**Что сделать**
Обновите часть фрагмента между словами «Лишь в начале» и «подробно обсудить вопрос.» включительно, подставив «круговорот» вместо «водоворот».

**Фрагмент**

________

Нет нужды говорить, что эти средства стали огромным стимулом для партийных организаций, и с политическими успехами и притягательностью, которые теперь впервые стали уже скорее национальными, чем региональными, Гитлер и его сторонники стали заметно расцветать. Для партийного управления был приобретен большой особняк на Бреннерштрассе, и он стал знаменитым Коричневым домом. Это был поворотный момент, и с распространением по Европе в целом, и по Германии в особенности, последствий экономического краха в Америке Гитлер опять обрел более чем плодородную почву, в которой мог сеять свои семена. Я все еще был привязан к своей литературной и художественной деятельности, но осознавал, что дело вновь обрело движение и что Гитлер не только воскрес как личность, за которой надо наблюдать, но и что если не оказать на него влияние, отличное от того, что оказывает на него ближайшее окружение, может произойти что-то. Это я ощущал более или менее подсознательно и какое-то время ничего практического не предпринимал.
Лишь в начале 1930 года я почувствовал себя вновь затянутым в этот нацистский водоворот. И Ауви, и Геринг находили мой дом удобным центром: Ауви – потому что хотел сохранить разумную дистанцию между собой и партийными конторами, а Геринг – потому что в глазах старых приверженцев партии он все еще никоим образом не реабилитировался. В моей книге гостей есть запись от 24 февраля – на следующий день после убийства Хорста Весселя в драке на берлинской улице, показывающая, что и Ауви, и Геринг были на Пиенце-науэрштрассе с Гитлером и Геббельсом, чтобы обсудить это событие. Руководство было расколото в отношении того, какие меры следует предпринять, и по инициативе Геринга, как я помню, все они собрались в моем доме, чтобы подробно обсудить вопрос.

________

**Предоставленный список**
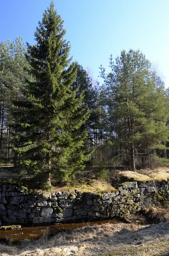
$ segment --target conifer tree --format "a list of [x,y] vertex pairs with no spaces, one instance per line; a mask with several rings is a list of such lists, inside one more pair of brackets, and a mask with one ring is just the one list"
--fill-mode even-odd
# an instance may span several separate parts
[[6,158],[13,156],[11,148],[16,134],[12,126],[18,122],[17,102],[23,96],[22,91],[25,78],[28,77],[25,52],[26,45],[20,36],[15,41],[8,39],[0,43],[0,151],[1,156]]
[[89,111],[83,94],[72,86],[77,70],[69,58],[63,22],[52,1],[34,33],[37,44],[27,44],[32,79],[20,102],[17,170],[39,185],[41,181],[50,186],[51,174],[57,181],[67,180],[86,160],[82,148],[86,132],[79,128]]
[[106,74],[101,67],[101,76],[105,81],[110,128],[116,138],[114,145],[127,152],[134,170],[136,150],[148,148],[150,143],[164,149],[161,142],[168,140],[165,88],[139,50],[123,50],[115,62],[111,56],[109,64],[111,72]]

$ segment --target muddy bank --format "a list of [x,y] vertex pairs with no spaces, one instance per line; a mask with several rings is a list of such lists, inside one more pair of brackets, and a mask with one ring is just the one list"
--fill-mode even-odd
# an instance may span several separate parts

________

**Ответ ниже**
Лишь в начале 1930 года я почувствовал себя вновь затянутым в этот нацистский круговорот. И Ауви, и Геринг находили мой дом удобным центром: Ауви – потому что хотел сохранить разумную дистанцию между собой и партийными конторами, а Геринг – потому что в глазах старых приверженцев партии он все еще никоим образом не реабилитировался. В моей книге гостей есть запись от 24 февраля – на следующий день после убийства Хорста Весселя в драке на берлинской улице, показывающая, что и Ауви, и Геринг были на Пиенце-науэрштрассе с Гитлером и Геббельсом, чтобы обсудить это событие. Руководство было расколото в отношении того, какие меры следует предпринять, и по инициативе Геринга, как я помню, все они собрались в моем доме, чтобы подробно обсудить вопрос.